▸ Given data:
* begin *

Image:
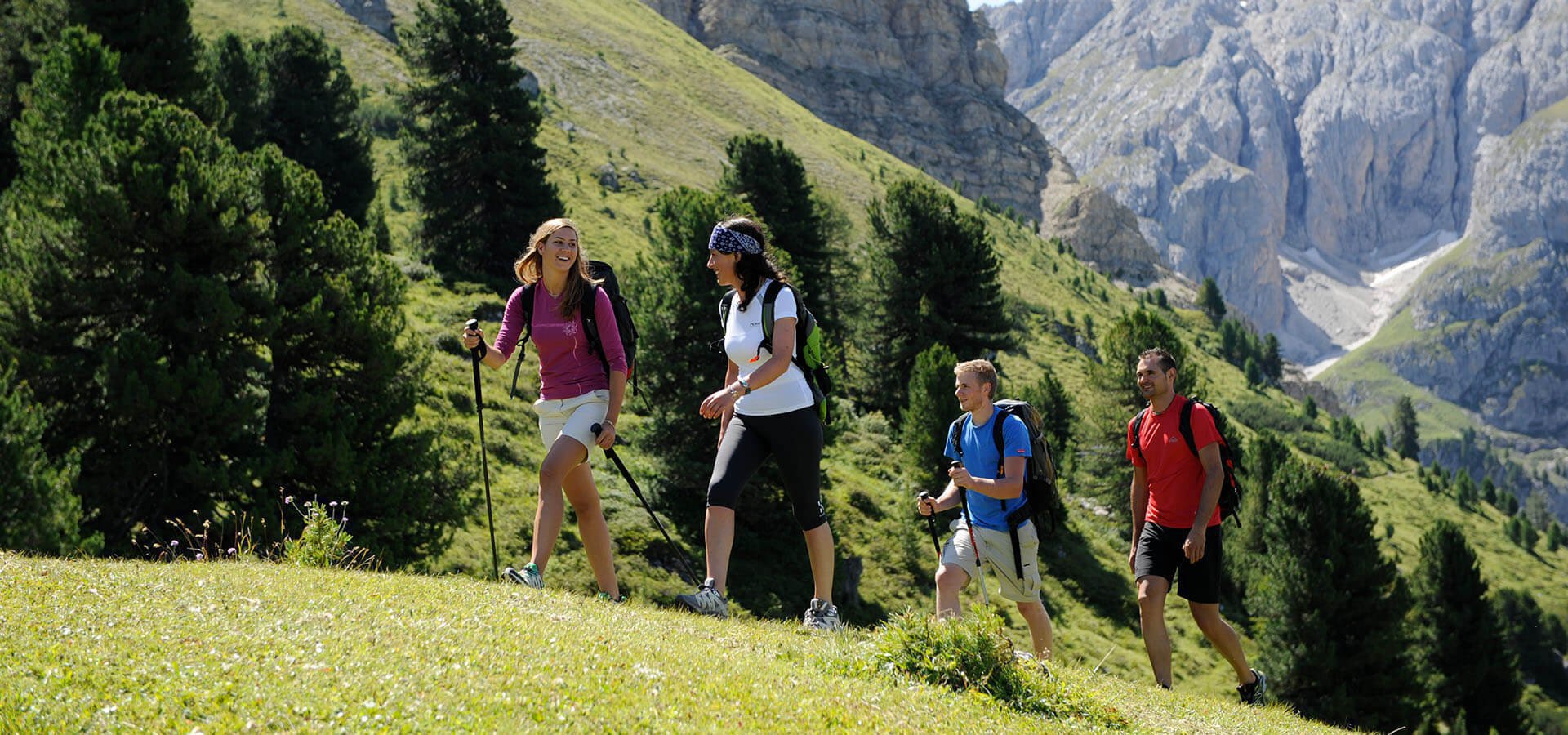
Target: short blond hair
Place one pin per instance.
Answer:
(983, 368)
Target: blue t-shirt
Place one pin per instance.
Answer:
(982, 460)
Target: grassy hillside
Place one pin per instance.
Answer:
(626, 88)
(229, 646)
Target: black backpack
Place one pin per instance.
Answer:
(1230, 489)
(598, 270)
(809, 342)
(1040, 472)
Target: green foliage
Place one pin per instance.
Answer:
(27, 30)
(971, 654)
(772, 179)
(1211, 301)
(1404, 433)
(933, 283)
(38, 510)
(1534, 638)
(158, 51)
(676, 305)
(470, 121)
(929, 412)
(1460, 649)
(1330, 605)
(310, 109)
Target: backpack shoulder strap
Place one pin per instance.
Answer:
(724, 308)
(1137, 433)
(1186, 426)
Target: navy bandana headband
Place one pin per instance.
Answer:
(726, 240)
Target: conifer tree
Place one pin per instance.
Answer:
(310, 114)
(1330, 604)
(929, 411)
(933, 281)
(158, 51)
(38, 508)
(678, 318)
(477, 172)
(138, 306)
(1460, 651)
(772, 179)
(1404, 433)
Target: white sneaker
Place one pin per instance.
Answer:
(529, 576)
(706, 600)
(822, 617)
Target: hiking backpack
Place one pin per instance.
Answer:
(809, 342)
(598, 270)
(1040, 470)
(1230, 489)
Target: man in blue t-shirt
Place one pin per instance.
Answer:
(983, 537)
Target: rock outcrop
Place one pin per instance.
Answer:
(373, 15)
(922, 80)
(1339, 138)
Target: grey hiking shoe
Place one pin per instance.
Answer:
(706, 600)
(529, 576)
(822, 617)
(1254, 693)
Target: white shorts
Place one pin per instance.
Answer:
(996, 549)
(571, 417)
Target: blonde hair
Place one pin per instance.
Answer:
(983, 368)
(530, 267)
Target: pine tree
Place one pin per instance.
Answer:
(929, 412)
(1460, 649)
(38, 508)
(1404, 433)
(27, 29)
(933, 281)
(1332, 604)
(158, 51)
(138, 306)
(676, 301)
(344, 375)
(1211, 301)
(477, 173)
(310, 114)
(772, 179)
(237, 74)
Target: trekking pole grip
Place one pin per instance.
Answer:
(479, 350)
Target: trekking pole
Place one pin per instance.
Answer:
(637, 491)
(479, 403)
(930, 525)
(969, 525)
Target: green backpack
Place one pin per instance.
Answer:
(809, 342)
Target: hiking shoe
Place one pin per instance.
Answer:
(822, 617)
(706, 600)
(529, 576)
(1254, 693)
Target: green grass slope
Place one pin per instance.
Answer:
(626, 88)
(235, 646)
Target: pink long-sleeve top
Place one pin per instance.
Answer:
(568, 368)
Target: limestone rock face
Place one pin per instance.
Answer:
(373, 15)
(922, 80)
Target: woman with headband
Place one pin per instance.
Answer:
(765, 408)
(577, 390)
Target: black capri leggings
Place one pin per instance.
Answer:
(795, 439)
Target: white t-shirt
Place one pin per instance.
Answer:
(742, 339)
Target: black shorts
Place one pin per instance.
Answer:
(1160, 555)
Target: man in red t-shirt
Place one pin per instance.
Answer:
(1176, 522)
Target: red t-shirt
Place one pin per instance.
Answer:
(1174, 472)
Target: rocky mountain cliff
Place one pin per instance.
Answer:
(1300, 153)
(922, 80)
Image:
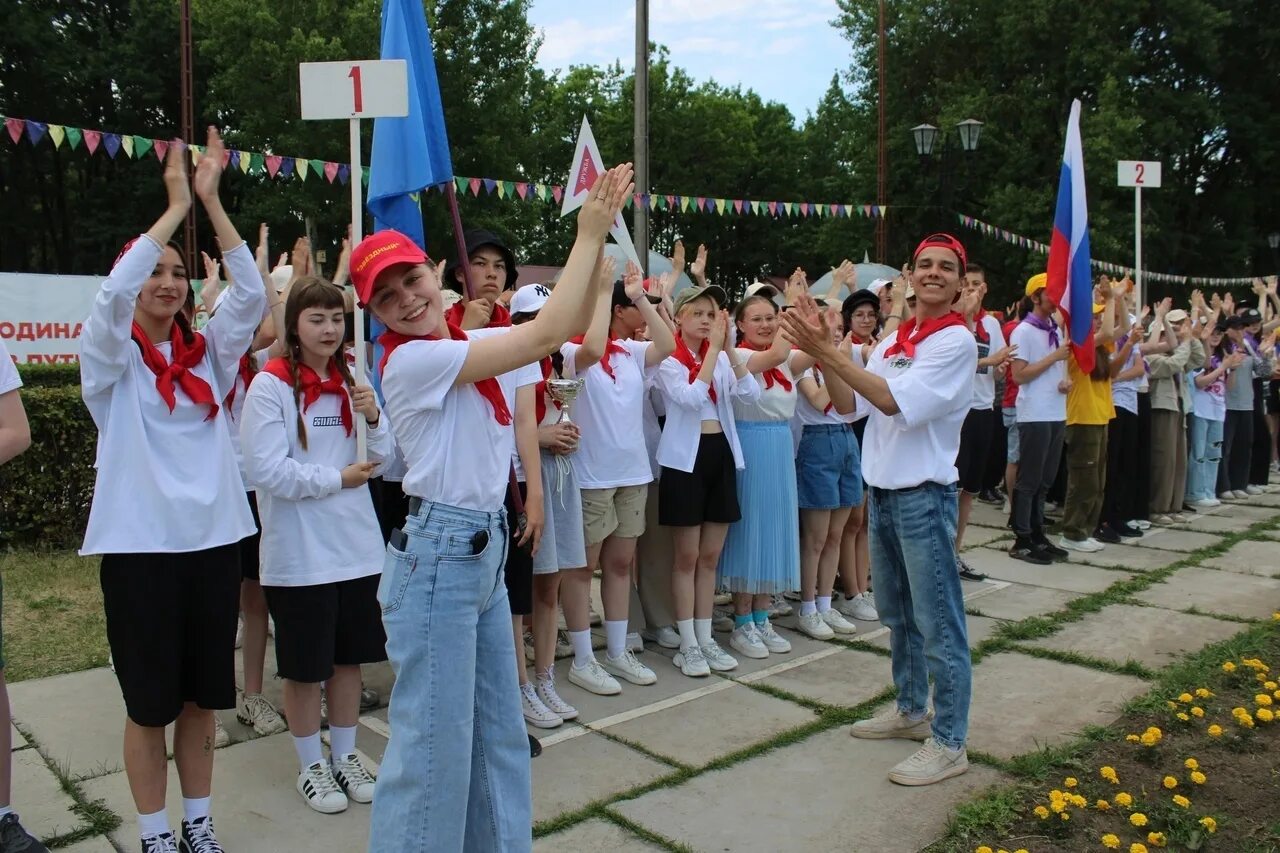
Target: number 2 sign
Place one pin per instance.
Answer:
(360, 89)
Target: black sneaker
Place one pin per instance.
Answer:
(197, 836)
(1027, 551)
(14, 839)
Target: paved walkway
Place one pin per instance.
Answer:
(757, 761)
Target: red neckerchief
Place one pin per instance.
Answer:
(611, 349)
(246, 374)
(685, 356)
(488, 388)
(772, 374)
(499, 316)
(310, 386)
(906, 342)
(178, 370)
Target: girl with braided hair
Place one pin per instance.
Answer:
(321, 544)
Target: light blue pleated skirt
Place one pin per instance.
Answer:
(762, 552)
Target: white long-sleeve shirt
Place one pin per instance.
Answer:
(314, 532)
(167, 482)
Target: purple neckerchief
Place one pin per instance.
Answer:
(1045, 325)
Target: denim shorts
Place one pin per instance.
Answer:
(828, 468)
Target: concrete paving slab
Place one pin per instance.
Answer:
(593, 835)
(696, 731)
(708, 812)
(846, 678)
(1070, 576)
(39, 798)
(1249, 557)
(1215, 592)
(1022, 703)
(571, 774)
(1022, 601)
(1150, 635)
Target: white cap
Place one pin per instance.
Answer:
(530, 299)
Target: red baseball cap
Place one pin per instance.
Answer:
(376, 252)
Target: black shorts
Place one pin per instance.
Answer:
(327, 625)
(979, 428)
(248, 544)
(170, 623)
(708, 493)
(519, 571)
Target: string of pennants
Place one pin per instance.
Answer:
(1042, 249)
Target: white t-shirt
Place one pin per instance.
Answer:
(612, 452)
(456, 450)
(984, 378)
(314, 532)
(933, 392)
(1038, 400)
(167, 482)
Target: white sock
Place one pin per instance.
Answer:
(195, 808)
(342, 740)
(616, 633)
(583, 651)
(309, 749)
(688, 638)
(152, 824)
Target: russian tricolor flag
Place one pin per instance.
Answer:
(1070, 278)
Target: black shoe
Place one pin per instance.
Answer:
(1027, 551)
(1106, 534)
(14, 839)
(197, 836)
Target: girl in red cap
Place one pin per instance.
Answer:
(168, 502)
(456, 771)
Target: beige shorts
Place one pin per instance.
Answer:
(613, 512)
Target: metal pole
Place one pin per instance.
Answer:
(641, 132)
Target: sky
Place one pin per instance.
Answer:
(786, 50)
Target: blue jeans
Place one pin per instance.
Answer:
(913, 534)
(1205, 452)
(456, 771)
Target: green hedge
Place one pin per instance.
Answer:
(45, 493)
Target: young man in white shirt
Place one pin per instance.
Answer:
(917, 388)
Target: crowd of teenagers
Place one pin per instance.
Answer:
(776, 457)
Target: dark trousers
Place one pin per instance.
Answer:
(1041, 452)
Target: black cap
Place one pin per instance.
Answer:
(475, 240)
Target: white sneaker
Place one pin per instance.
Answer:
(320, 789)
(718, 658)
(256, 711)
(1087, 546)
(666, 637)
(593, 679)
(691, 662)
(775, 642)
(748, 641)
(837, 623)
(536, 714)
(626, 666)
(350, 772)
(929, 763)
(814, 626)
(552, 699)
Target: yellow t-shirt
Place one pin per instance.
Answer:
(1089, 400)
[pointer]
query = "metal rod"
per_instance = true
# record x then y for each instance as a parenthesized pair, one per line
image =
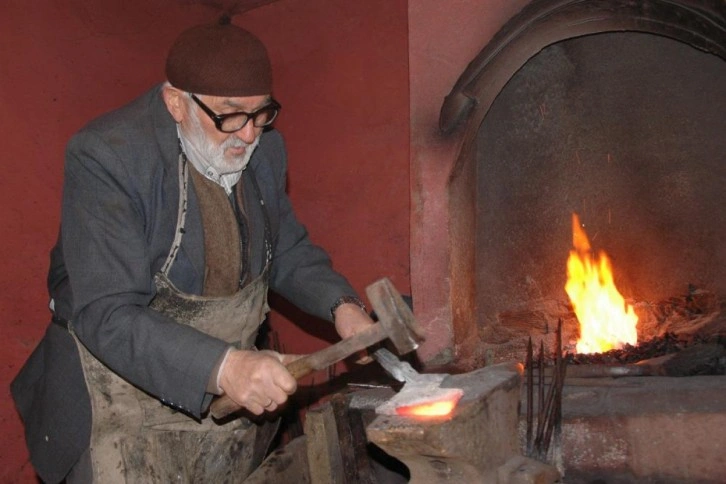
(530, 395)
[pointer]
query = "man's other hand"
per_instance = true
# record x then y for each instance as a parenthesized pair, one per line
(257, 380)
(351, 319)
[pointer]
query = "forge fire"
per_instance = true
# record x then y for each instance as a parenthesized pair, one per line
(606, 320)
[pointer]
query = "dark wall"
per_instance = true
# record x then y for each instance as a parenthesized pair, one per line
(341, 73)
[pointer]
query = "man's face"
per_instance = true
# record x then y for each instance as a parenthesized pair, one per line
(226, 152)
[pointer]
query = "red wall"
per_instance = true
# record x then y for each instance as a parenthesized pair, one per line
(341, 73)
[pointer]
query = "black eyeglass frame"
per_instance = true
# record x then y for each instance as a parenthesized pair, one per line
(219, 119)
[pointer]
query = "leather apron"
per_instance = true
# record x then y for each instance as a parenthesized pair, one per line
(137, 438)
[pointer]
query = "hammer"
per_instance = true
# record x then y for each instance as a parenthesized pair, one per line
(395, 322)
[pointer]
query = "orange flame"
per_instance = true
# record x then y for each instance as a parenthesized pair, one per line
(439, 408)
(606, 321)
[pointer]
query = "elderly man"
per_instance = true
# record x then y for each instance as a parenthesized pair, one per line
(174, 224)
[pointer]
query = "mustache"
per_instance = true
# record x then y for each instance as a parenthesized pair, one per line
(234, 142)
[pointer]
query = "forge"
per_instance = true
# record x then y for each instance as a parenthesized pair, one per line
(611, 109)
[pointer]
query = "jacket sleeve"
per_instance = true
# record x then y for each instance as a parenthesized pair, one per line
(302, 272)
(109, 268)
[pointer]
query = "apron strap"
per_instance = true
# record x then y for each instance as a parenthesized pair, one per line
(181, 213)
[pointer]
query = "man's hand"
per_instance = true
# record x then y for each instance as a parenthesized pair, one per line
(350, 319)
(257, 380)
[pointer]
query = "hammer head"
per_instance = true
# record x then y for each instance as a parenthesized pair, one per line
(394, 316)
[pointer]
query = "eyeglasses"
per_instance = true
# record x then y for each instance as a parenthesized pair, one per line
(232, 122)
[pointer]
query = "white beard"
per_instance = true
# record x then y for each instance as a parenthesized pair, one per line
(203, 153)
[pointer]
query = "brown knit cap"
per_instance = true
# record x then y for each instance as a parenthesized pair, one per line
(219, 59)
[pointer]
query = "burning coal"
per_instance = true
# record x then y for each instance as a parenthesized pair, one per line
(606, 321)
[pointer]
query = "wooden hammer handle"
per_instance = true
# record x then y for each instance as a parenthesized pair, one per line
(319, 360)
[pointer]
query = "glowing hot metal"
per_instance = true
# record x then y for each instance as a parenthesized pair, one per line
(421, 396)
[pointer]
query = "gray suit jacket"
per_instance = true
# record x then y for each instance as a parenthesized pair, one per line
(119, 212)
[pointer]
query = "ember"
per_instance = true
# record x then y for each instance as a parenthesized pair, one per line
(430, 409)
(606, 322)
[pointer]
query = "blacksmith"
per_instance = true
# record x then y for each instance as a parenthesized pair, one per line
(175, 223)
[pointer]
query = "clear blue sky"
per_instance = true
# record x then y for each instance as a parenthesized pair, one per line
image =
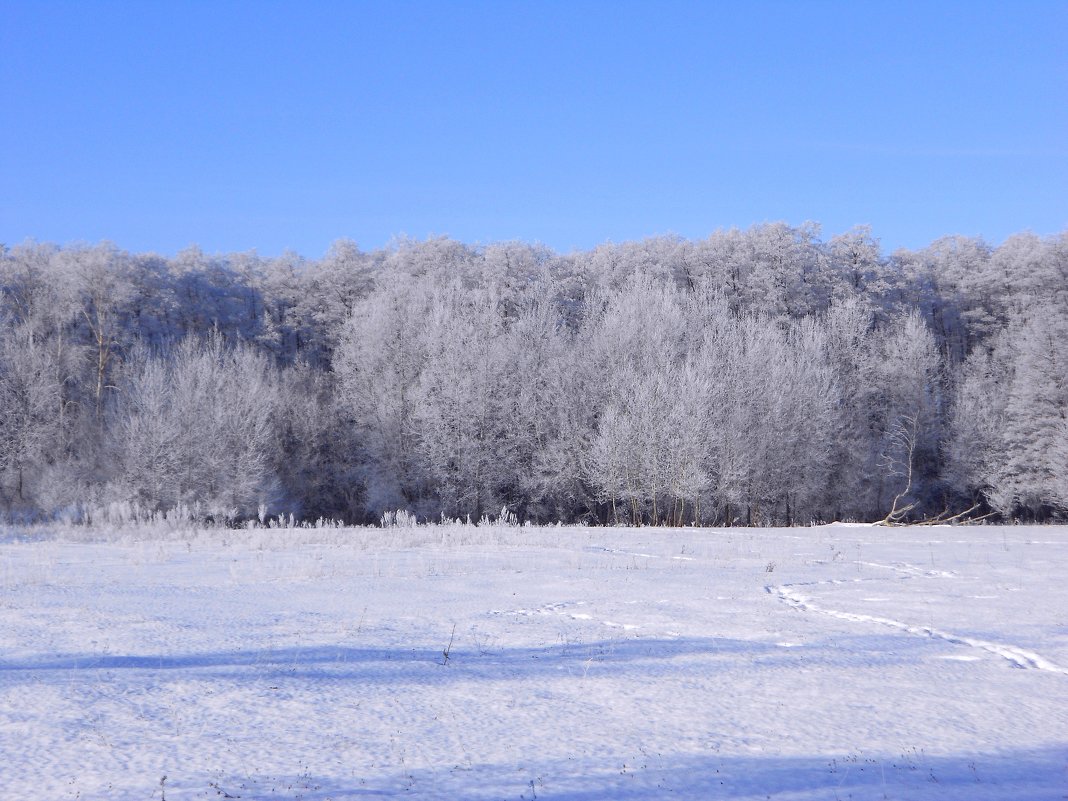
(270, 125)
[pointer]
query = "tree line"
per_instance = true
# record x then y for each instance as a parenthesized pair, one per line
(759, 376)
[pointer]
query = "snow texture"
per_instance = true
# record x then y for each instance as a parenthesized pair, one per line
(832, 662)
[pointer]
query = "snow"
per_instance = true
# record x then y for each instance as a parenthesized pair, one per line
(830, 662)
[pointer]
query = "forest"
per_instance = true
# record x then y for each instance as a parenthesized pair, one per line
(760, 376)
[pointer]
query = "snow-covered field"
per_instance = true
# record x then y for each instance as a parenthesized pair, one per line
(831, 662)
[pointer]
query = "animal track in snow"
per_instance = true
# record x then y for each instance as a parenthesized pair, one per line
(1019, 657)
(563, 610)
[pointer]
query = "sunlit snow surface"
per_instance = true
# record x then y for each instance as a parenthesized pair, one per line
(831, 662)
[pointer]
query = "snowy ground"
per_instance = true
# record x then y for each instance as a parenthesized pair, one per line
(833, 662)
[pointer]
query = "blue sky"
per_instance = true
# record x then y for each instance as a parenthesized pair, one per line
(269, 125)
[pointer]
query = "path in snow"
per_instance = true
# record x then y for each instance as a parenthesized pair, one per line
(1019, 657)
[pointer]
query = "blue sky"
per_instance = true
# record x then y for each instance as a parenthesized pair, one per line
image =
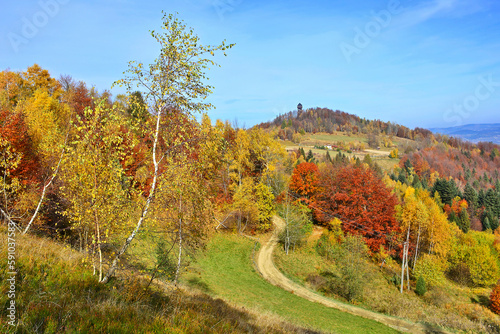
(429, 63)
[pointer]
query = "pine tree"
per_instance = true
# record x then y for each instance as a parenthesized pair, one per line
(463, 221)
(470, 195)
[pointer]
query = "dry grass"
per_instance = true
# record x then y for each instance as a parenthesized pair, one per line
(56, 292)
(456, 307)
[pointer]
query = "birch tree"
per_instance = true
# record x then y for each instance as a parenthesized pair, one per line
(173, 84)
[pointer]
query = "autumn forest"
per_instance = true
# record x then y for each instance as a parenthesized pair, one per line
(140, 186)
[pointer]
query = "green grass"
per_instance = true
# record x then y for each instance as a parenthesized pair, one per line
(226, 270)
(458, 307)
(339, 136)
(56, 292)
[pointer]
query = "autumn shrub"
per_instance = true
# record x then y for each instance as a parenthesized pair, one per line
(431, 269)
(472, 255)
(350, 258)
(495, 299)
(421, 288)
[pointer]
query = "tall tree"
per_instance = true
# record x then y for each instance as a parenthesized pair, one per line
(172, 84)
(361, 200)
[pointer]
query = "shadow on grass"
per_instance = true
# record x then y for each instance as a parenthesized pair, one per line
(481, 300)
(198, 283)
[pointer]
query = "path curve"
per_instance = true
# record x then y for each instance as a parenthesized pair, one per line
(269, 271)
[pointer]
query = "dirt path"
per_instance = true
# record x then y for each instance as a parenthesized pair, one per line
(266, 267)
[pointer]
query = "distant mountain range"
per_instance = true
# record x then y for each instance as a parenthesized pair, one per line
(473, 132)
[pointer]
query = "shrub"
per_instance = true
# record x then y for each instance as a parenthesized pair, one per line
(495, 299)
(349, 257)
(430, 268)
(421, 289)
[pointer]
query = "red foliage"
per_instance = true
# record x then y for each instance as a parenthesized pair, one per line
(304, 181)
(14, 130)
(361, 201)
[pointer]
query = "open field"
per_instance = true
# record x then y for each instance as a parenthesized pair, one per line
(452, 306)
(226, 270)
(381, 156)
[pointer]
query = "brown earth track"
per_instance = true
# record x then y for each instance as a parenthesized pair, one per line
(268, 270)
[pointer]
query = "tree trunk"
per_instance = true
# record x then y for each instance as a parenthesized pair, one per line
(145, 209)
(416, 248)
(47, 185)
(405, 259)
(180, 243)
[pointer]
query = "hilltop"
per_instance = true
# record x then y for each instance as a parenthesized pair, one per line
(473, 132)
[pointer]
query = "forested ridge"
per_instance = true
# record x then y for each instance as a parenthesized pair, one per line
(106, 175)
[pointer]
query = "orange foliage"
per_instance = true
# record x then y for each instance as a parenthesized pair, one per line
(14, 130)
(495, 299)
(362, 202)
(304, 181)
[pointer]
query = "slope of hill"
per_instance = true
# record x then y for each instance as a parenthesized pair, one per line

* end *

▸ Requirements: Pull out each line in the items above that contains the word "sleeve".

▸ Task result:
Target: pink long-sleeve top
Target: white long-sleeve shirt
query = "jacket sleeve"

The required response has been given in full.